__Directions__. From the data that follows, copy every line with the string "below".

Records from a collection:
....................

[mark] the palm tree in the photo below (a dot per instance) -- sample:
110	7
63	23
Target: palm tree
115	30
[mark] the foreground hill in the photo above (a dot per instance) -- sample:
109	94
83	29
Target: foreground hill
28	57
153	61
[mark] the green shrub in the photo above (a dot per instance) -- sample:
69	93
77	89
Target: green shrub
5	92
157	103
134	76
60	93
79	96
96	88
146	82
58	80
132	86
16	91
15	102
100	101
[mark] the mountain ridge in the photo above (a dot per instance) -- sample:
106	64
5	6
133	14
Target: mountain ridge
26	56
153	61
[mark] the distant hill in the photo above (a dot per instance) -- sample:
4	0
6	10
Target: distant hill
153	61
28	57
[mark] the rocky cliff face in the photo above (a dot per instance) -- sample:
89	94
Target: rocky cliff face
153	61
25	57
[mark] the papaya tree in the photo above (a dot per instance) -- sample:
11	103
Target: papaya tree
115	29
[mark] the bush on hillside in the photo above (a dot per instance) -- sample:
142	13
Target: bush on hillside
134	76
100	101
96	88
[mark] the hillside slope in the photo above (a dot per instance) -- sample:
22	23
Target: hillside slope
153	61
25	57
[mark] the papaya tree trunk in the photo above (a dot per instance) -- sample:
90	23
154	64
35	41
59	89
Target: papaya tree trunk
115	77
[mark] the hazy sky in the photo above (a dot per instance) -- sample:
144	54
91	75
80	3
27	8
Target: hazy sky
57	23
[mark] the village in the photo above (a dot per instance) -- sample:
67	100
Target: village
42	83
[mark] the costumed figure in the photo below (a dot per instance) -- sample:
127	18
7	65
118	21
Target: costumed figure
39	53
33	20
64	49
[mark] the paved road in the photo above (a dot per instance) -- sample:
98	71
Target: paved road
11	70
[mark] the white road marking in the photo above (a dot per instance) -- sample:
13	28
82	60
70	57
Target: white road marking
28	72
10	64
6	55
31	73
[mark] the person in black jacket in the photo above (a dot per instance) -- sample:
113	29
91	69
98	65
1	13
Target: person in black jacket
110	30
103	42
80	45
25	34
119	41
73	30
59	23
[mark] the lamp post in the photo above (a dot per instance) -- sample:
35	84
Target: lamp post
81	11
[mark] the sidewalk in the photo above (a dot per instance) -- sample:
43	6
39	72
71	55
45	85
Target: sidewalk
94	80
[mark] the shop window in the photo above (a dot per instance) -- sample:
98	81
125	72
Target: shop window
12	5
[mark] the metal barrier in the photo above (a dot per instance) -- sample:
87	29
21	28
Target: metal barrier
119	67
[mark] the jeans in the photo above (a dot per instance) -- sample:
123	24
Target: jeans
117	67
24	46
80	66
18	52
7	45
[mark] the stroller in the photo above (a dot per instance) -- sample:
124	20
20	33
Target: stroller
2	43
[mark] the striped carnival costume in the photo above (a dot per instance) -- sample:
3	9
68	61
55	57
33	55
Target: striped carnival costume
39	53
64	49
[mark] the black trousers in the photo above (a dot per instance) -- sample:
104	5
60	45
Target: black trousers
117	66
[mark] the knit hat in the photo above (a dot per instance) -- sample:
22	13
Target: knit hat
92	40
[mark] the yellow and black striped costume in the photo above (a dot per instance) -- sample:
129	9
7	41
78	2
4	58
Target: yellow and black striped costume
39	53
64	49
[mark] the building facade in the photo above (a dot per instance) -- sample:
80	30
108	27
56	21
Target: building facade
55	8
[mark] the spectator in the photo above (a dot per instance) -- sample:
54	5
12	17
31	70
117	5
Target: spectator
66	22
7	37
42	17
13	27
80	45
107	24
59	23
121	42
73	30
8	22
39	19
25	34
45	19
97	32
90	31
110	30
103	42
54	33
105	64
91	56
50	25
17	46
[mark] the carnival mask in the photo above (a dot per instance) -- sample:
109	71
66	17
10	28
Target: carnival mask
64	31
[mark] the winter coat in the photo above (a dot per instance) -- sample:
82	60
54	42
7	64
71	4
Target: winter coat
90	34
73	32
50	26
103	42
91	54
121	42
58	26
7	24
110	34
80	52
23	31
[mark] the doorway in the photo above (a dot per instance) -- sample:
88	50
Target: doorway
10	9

....................

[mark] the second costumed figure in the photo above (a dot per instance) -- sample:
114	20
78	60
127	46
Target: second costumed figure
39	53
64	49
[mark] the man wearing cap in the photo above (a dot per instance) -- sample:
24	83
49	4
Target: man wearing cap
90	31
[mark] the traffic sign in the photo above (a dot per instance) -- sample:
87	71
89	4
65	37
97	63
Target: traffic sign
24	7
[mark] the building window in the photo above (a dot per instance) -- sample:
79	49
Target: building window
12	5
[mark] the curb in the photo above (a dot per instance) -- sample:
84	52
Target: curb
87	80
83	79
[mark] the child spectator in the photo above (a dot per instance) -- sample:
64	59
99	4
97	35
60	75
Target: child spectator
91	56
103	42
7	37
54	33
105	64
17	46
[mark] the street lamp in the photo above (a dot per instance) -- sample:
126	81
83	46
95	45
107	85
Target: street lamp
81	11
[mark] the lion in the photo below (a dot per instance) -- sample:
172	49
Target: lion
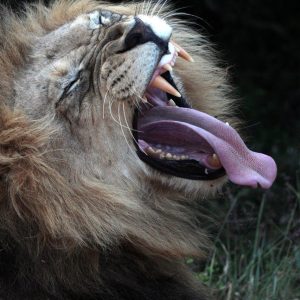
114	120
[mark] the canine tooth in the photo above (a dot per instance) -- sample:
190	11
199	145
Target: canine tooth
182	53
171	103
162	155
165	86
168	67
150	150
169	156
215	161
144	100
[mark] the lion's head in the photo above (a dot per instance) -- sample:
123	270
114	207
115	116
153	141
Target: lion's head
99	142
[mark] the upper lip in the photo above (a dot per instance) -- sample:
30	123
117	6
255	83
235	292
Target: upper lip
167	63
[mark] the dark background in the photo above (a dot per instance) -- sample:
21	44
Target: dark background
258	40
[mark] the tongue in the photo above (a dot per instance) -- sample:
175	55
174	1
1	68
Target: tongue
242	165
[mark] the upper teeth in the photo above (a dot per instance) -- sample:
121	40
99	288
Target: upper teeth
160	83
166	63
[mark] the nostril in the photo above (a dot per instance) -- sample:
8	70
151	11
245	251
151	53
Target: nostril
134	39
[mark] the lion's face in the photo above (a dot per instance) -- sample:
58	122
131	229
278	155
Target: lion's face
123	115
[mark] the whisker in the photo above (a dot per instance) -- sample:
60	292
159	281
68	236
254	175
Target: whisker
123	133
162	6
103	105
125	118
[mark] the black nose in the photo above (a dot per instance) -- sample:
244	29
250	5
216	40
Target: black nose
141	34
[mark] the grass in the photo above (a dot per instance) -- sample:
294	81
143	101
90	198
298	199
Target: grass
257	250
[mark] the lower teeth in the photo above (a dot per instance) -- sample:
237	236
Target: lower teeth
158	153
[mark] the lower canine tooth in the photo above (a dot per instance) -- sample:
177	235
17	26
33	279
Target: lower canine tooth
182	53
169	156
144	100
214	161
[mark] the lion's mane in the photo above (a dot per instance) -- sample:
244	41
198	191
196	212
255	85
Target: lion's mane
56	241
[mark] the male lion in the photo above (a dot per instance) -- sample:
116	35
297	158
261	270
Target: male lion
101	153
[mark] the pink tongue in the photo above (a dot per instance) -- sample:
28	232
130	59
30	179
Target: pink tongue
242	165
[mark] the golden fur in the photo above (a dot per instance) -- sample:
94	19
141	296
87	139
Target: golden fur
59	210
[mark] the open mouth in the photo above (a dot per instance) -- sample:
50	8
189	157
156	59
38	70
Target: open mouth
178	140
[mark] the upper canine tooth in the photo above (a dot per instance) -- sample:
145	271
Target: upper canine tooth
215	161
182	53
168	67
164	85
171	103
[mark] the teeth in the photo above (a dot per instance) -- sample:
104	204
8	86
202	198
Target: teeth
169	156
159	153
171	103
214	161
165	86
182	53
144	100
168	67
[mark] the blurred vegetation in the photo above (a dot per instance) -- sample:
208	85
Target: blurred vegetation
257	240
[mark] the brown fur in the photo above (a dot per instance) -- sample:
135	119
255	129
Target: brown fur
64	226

....................

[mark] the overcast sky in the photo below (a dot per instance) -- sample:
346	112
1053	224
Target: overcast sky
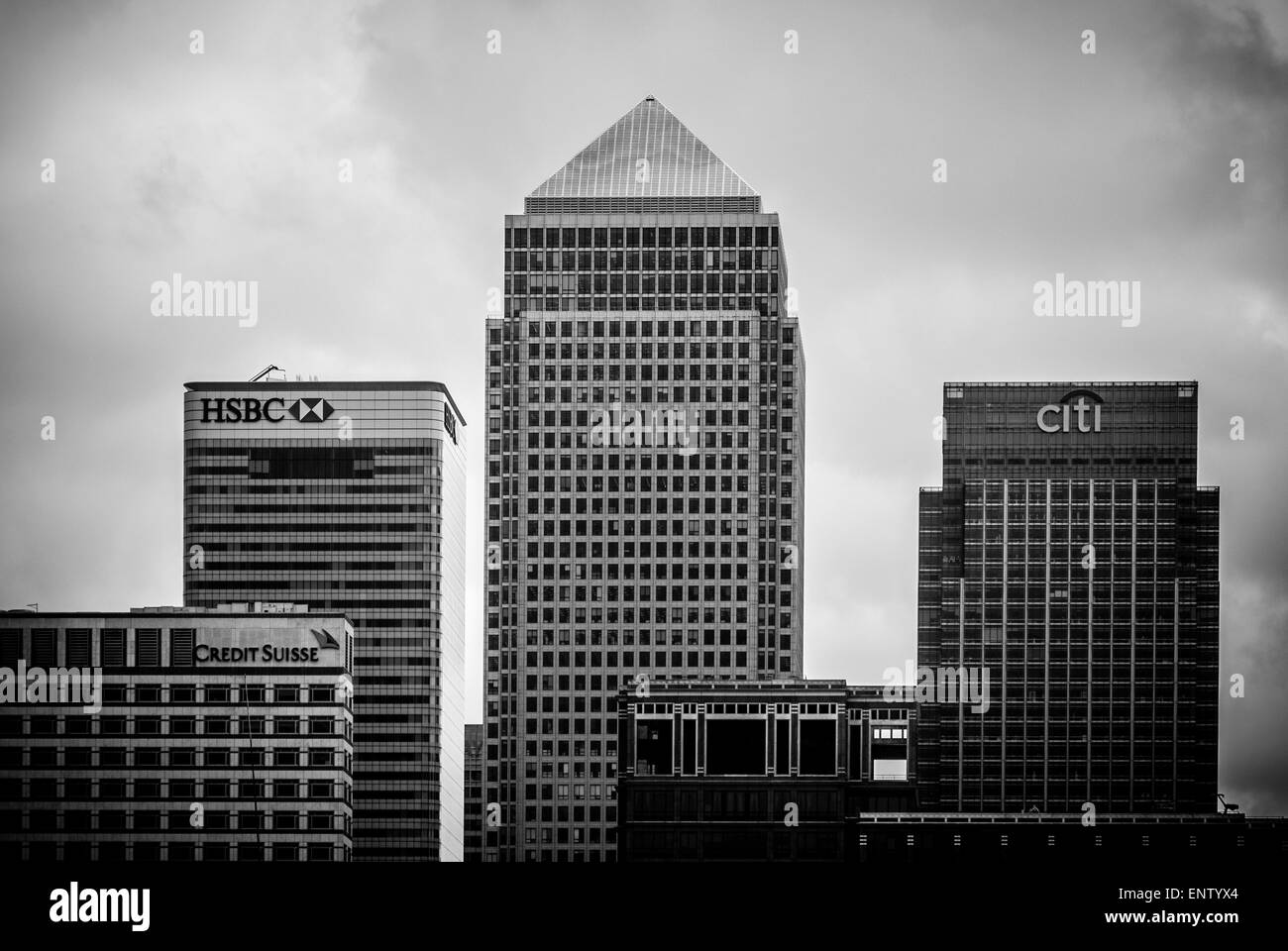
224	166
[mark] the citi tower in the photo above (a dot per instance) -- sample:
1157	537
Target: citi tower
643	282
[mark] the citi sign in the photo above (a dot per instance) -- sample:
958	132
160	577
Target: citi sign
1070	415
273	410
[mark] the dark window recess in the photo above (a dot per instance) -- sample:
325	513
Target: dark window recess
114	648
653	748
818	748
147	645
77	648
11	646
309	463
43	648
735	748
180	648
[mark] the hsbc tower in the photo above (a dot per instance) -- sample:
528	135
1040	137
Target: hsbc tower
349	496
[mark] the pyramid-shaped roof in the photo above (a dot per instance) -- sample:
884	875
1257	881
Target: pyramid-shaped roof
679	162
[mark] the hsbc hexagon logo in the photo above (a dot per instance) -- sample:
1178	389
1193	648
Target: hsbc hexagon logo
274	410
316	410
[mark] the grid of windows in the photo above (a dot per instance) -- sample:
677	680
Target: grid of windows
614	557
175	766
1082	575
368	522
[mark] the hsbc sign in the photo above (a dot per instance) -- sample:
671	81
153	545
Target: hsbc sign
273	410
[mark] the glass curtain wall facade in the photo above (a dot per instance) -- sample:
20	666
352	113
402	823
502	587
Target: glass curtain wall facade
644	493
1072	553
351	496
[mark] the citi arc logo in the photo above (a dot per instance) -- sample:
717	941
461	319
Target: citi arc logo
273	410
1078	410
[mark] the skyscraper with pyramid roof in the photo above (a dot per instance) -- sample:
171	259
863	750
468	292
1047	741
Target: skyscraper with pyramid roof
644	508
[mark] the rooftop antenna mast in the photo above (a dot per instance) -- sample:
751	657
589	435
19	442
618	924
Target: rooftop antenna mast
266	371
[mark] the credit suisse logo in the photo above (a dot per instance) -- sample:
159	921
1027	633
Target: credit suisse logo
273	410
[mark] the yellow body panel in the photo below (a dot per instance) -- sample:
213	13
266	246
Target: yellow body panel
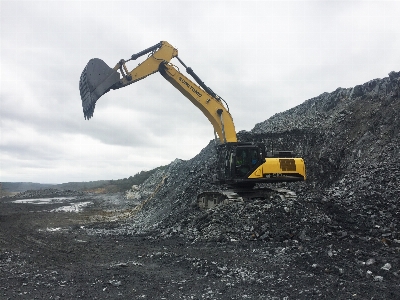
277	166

....................

__Result of this task__.
[mark] the palm tree in the photo below (a dot per instance) -- sample:
[mark] the costumed figure in the photo below (a dot per instance) -- sample:
[mark] the lion in the photo below (a dot per instance) -- sample:
[mark] the overcast sky in the photo below (a dot per instance) -- sample:
[mark] the yellow body panel in the photo below (a dot per instance) -- sample:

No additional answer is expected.